• [TASK BRIEF]:
In the material below, swap "classifier" for "detector" in everything from the line containing "detect the gabled" down to the line containing "[[82, 0, 254, 173]]". Return only those lines, with nothing else changed.

• [DATA EXTRACT]:
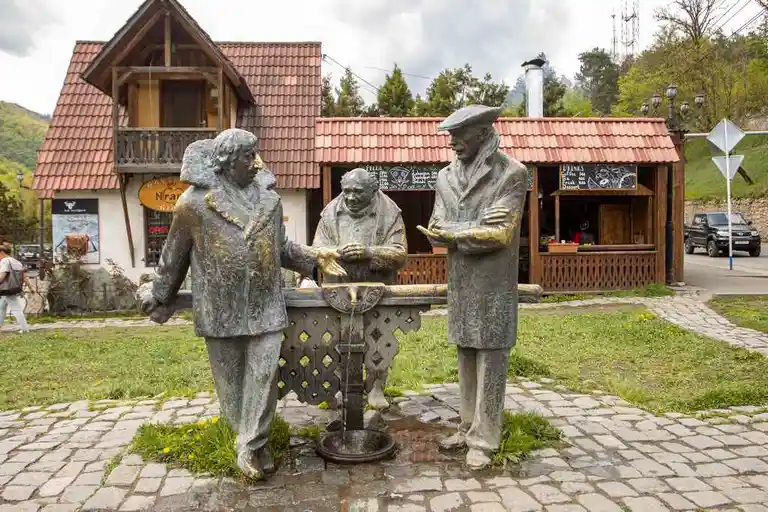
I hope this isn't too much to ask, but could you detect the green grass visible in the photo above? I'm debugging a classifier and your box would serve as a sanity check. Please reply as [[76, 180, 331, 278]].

...

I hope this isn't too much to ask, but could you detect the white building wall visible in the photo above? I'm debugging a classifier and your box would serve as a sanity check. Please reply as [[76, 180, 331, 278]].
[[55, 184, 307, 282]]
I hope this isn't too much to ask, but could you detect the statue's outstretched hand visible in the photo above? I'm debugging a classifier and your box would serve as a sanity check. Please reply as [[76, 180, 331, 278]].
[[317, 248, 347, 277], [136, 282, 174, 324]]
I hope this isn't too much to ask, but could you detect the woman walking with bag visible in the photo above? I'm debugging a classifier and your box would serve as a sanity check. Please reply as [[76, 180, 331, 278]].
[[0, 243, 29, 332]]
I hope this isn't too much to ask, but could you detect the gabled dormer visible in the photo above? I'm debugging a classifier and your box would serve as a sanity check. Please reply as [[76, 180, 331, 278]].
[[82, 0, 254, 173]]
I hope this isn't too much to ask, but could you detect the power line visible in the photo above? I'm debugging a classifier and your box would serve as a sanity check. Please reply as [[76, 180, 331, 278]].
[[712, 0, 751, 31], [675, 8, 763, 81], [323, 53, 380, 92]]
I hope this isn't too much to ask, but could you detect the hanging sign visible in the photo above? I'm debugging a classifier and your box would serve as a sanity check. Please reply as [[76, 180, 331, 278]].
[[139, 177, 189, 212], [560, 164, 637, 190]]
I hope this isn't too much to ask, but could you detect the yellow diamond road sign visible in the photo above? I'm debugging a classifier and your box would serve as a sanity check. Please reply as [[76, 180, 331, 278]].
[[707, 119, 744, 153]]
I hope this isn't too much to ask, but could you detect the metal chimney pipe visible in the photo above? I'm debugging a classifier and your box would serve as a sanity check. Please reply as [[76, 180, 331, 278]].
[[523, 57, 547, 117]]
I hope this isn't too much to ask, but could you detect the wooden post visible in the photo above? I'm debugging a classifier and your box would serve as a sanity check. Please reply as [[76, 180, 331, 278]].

---

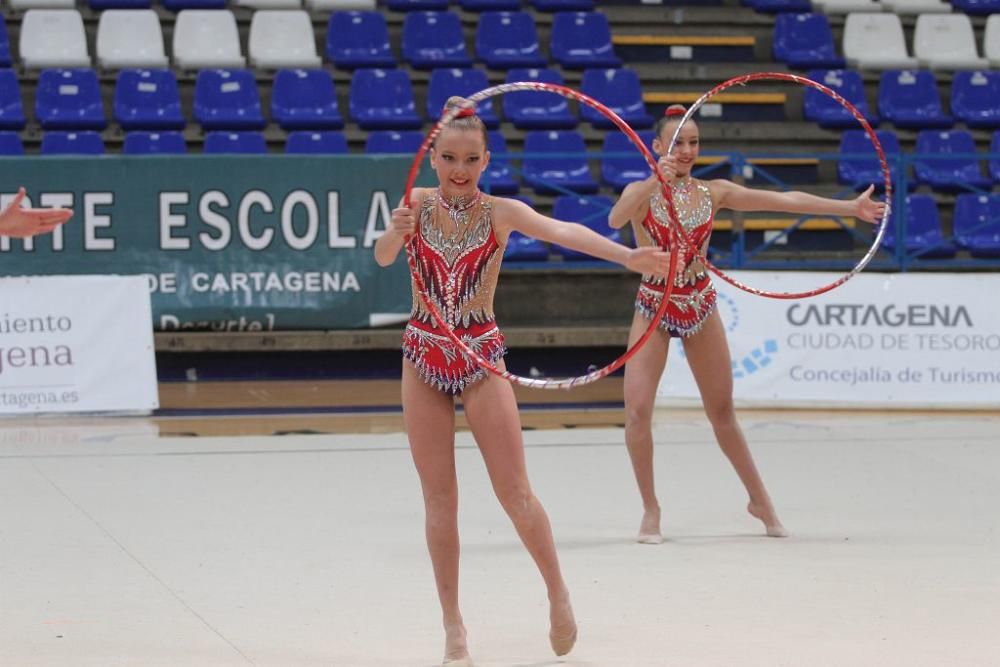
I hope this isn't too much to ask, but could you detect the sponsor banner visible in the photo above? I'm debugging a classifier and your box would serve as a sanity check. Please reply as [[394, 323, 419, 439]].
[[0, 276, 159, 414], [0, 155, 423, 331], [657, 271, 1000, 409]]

• [COMPLETE OUTPUT]:
I hope this isn't too much to ask, but could you detect the gabled dormer visible in the photo above? I'm debugging a detector and your box would serve as a sanity check. Please reply as [[76, 180, 331, 278]].
[[82, 0, 254, 173]]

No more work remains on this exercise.